Point-per-instance localization data:
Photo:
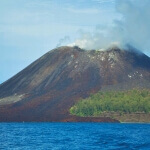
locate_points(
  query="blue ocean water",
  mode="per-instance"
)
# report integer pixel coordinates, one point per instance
(74, 136)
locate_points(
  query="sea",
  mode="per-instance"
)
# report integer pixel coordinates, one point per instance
(74, 136)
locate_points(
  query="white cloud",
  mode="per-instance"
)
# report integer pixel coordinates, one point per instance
(133, 28)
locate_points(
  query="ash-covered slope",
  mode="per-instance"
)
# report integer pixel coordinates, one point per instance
(45, 90)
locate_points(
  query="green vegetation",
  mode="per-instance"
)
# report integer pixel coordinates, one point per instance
(131, 101)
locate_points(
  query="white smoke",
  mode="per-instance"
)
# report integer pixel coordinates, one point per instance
(133, 28)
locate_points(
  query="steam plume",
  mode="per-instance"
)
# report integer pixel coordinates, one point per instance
(133, 28)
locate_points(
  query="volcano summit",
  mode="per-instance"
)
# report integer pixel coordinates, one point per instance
(46, 89)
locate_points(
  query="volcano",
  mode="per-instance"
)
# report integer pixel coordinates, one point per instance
(46, 89)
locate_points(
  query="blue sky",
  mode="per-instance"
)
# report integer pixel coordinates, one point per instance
(30, 28)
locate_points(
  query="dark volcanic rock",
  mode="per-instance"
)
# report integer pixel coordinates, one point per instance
(46, 89)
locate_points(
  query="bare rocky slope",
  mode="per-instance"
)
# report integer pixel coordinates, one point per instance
(46, 89)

EXERCISE GOAL:
The data must be reproduced exactly, and no picture may appear in the copy.

YOUR SOLUTION:
Photo:
locate_points(
  query="blue ocean water",
  mode="per-instance"
)
# report integer pixel coordinates, one point per instance
(74, 136)
locate_points(
  query="sea",
  mode="per-instance"
)
# report integer pixel coordinates, one point per instance
(74, 136)
locate_points(
  query="white cloud",
  mode="per-instance"
)
# report integer pixel coordinates, one point per instance
(133, 28)
locate_points(
  query="ash-covered slope",
  mode="per-instance"
)
# report integer pixel coordinates, one point per instance
(45, 90)
locate_points(
  query="green vegetation",
  mode="per-instance"
)
# report integer pixel coordinates, one point per instance
(131, 101)
locate_points(
  query="white smoke",
  mode="per-instance"
)
# report integer pixel coordinates, one point per instance
(133, 28)
locate_points(
  query="steam plume",
  mode="per-instance"
)
# report integer pixel coordinates, one point per instance
(133, 28)
locate_points(
  query="volcano summit",
  mode="per-instance"
)
# report integer pixel coordinates, one point per instance
(46, 89)
locate_points(
  query="volcano",
  mode="per-instance"
)
# report integer pixel coordinates, one point per instance
(46, 89)
locate_points(
  query="blue sky",
  mode="per-instance"
)
# report integer pixel coordinates, one point per instance
(30, 28)
locate_points(
  query="dark volcanic rock",
  mode="per-instance"
)
# report integer pixel coordinates, one point per instance
(46, 89)
locate_points(
  query="bare rocky slope",
  mode="per-instance"
)
# report integer pixel coordinates, one point per instance
(46, 89)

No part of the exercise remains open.